→ What is asked
[A] Rewrite the part of the biography between "Prof. Rigby holds" and "Religion and Ecology@Monash.", inclusive, substituting "first" for "inaugural".
[B] Which countries does the biography name as sites of the environmental initiatives and activism studied in Prof. Rigby's 2023 monograph?

→ Text to read
* Start *
Prof. Rigby holds a BA (Hons) and research Masters degree in Germanic Studies from the University of Melbourne, a PhD in German Studies and Comparative Literature from Monash University, and she also undertook postgraduate studies at the University of Freiburg and postdoctoral research at the University of Paderborn. Branching out from her home territory of German Studies and Comparative literature, she joined the inaugural Australian Ecological Humanities Research Network in 1999, and subsequently became founding President of the Association for the Study of Literature, Environment and Culture-Australia-New Zealand, and then founding director of the Australia-Pacific Forum on Religion and Ecology@Monash.

Her expertise within the Environmental Humanities lies primarily in environmental literary, historical and religious studies. Together with Freya Mathews and Sharron Pfueller, she co-founded the journal, Philosophy Activism Nature. Much of her research has been focused historically on the Romantic period, with German and British philosophies of nature and poetics of place featuring in her 2004 monograph, Topographies of the Sacred. Her work is informed by ecological feminist, new materialist and decolonial thought, as well as by multispecies studies and disaster studies, all of which are interwoven in her work on ‘histories, narratives and ethics for perilous times’, Dancing with Disaster (2015) (which includes a suddenly highly topical chapter on ‘Spreading Pestilence’). In her most recent monograph, Reclaiming Romanticism (2020), she draws several strands out of the tangled legacy of European Romanticism and weaves them into an ‘ecopoetics of decolonization’, inspired by the work of a range of modern and contemporary poets from North America and Australia. Prof. Rigby's new monograph, Meditations on Creation in an Era of Extinction (2023) combines biblical scholarship and ecopoetic writing with ethnographic research on contemporary Christian and multifaith environmental initiatives and ecopolitical activism in Kenya, India, Australia, Brazil, USA, UK and Germany.
* End *
→ Material provided
* Start *
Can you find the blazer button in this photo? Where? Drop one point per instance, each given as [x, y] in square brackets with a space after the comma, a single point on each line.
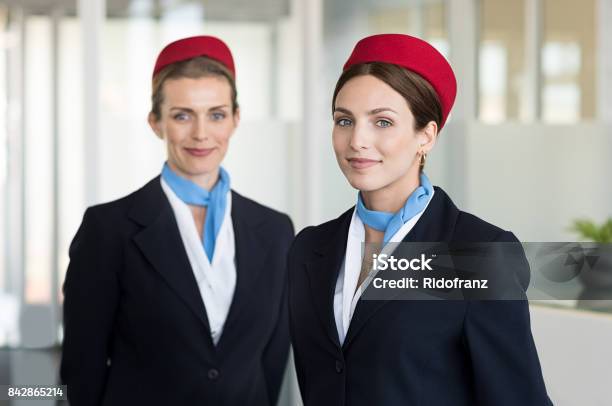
* End *
→ Responses to the exercise
[A]
Prof. Rigby holds a BA (Hons) and research Masters degree in Germanic Studies from the University of Melbourne, a PhD in German Studies and Comparative Literature from Monash University, and she also undertook postgraduate studies at the University of Freiburg and postdoctoral research at the University of Paderborn. Branching out from her home territory of German Studies and Comparative literature, she joined the first Australian Ecological Humanities Research Network in 1999, and subsequently became founding President of the Association for the Study of Literature, Environment and Culture-Australia-New Zealand, and then founding director of the Australia-Pacific Forum on Religion and Ecology@Monash.

[B] Kenya, India, Australia, Brazil, USA, UK and Germany